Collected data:
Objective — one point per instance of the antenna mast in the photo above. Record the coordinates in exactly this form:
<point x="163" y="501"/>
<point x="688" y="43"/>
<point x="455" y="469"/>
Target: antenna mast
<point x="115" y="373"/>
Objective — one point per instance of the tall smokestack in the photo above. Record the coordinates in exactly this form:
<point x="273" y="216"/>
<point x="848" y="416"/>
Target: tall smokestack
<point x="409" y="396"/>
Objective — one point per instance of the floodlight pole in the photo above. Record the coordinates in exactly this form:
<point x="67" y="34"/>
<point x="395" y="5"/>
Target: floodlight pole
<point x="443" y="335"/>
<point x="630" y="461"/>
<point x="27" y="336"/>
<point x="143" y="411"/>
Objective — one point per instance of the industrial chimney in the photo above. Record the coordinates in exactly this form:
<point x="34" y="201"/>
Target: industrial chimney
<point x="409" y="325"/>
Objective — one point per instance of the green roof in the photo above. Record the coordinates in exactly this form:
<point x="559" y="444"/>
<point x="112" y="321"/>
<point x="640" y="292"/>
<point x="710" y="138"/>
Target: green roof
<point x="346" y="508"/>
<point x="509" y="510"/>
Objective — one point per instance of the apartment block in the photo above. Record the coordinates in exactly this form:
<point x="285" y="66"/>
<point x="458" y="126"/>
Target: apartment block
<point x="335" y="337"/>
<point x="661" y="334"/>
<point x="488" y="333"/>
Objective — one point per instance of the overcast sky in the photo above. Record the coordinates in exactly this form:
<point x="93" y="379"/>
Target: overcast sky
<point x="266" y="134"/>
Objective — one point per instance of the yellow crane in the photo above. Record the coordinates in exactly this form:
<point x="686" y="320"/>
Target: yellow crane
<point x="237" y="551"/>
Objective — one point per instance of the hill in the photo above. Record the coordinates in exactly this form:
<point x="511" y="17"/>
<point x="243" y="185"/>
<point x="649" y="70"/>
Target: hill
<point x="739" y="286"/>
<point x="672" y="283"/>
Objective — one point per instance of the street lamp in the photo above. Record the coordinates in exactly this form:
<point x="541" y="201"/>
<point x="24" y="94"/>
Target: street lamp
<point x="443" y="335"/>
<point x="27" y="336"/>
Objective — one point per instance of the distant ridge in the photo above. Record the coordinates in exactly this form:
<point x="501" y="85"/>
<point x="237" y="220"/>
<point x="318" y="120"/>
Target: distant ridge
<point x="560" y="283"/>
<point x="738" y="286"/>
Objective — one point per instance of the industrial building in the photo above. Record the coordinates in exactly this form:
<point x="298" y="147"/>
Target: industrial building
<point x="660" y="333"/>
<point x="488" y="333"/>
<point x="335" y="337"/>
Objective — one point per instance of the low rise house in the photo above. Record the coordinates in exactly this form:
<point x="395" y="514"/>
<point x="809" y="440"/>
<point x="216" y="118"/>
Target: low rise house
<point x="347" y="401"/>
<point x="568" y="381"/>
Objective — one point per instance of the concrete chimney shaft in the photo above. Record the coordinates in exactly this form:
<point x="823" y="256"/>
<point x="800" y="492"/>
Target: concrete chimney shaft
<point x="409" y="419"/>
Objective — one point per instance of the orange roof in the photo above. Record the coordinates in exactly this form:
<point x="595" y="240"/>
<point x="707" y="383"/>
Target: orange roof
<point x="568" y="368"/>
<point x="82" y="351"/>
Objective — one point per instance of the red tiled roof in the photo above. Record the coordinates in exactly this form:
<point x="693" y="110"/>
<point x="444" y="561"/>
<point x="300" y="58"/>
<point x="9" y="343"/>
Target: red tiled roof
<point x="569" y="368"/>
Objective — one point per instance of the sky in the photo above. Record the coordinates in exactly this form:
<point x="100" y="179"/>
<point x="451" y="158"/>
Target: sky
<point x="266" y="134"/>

[Short exercise]
Format the lines from the one containing "Objective — one point per instance of the street" through the end of the rows as a Markdown table with the columns No. and Line. Give each line a number and leave out blank lines.

[Solution for this task]
| No. | Line |
|---|---|
| 1 | Objective — one point per instance of the street lamp in the photo above. Record the coordinates in exactly this form: |
| 2 | <point x="541" y="201"/> |
| 3 | <point x="24" y="94"/> |
| 4 | Target: street lamp |
| 5 | <point x="443" y="335"/> |
| 6 | <point x="27" y="336"/> |
| 7 | Objective — one point per instance of the distant ridge in the photo above. Record the coordinates in exactly this form: |
| 8 | <point x="501" y="85"/> |
| 9 | <point x="237" y="220"/> |
| 10 | <point x="318" y="120"/> |
| 11 | Target: distant ridge |
| 12 | <point x="560" y="283"/> |
| 13 | <point x="738" y="286"/> |
| 14 | Objective — one point per instance of the industrial building in the photo above. Record the coordinates in exactly this form: |
| 15 | <point x="298" y="147"/> |
| 16 | Target: industrial building |
| 17 | <point x="660" y="333"/> |
| 18 | <point x="488" y="333"/> |
| 19 | <point x="335" y="337"/> |
| 20 | Objective — one point per instance of the low rise house in the photo above. Record the coordinates in exactly this form: |
| 21 | <point x="395" y="514"/> |
| 22 | <point x="809" y="440"/> |
| 23 | <point x="216" y="118"/> |
| 24 | Target: low rise house |
| 25 | <point x="347" y="401"/> |
| 26 | <point x="568" y="381"/> |
| 27 | Objective — one point per instance of the concrete chimney shaft in the photo above. Record the coordinates in exactly this form: |
| 28 | <point x="823" y="256"/> |
| 29 | <point x="800" y="492"/> |
| 30 | Target: concrete chimney shaft |
| 31 | <point x="409" y="419"/> |
| 32 | Objective — one point per instance of the orange roof in the photo above. Record the coordinates in exactly this form: |
| 33 | <point x="595" y="240"/> |
| 34 | <point x="707" y="383"/> |
| 35 | Target: orange roof |
| 36 | <point x="568" y="368"/> |
| 37 | <point x="82" y="351"/> |
| 38 | Objective — one point per instance of the red tiled roof in the photo above. Record the coordinates in exactly this form: |
| 39 | <point x="693" y="110"/> |
| 40 | <point x="444" y="561"/> |
| 41 | <point x="300" y="58"/> |
| 42 | <point x="9" y="343"/> |
| 43 | Target: red tiled roof |
| 44 | <point x="569" y="368"/> |
| 45 | Objective — one point per instance of the sky in the photo above. Record the coordinates in exactly this form: |
| 46 | <point x="100" y="179"/> |
| 47 | <point x="451" y="158"/> |
| 48 | Target: sky |
| 49 | <point x="266" y="134"/> |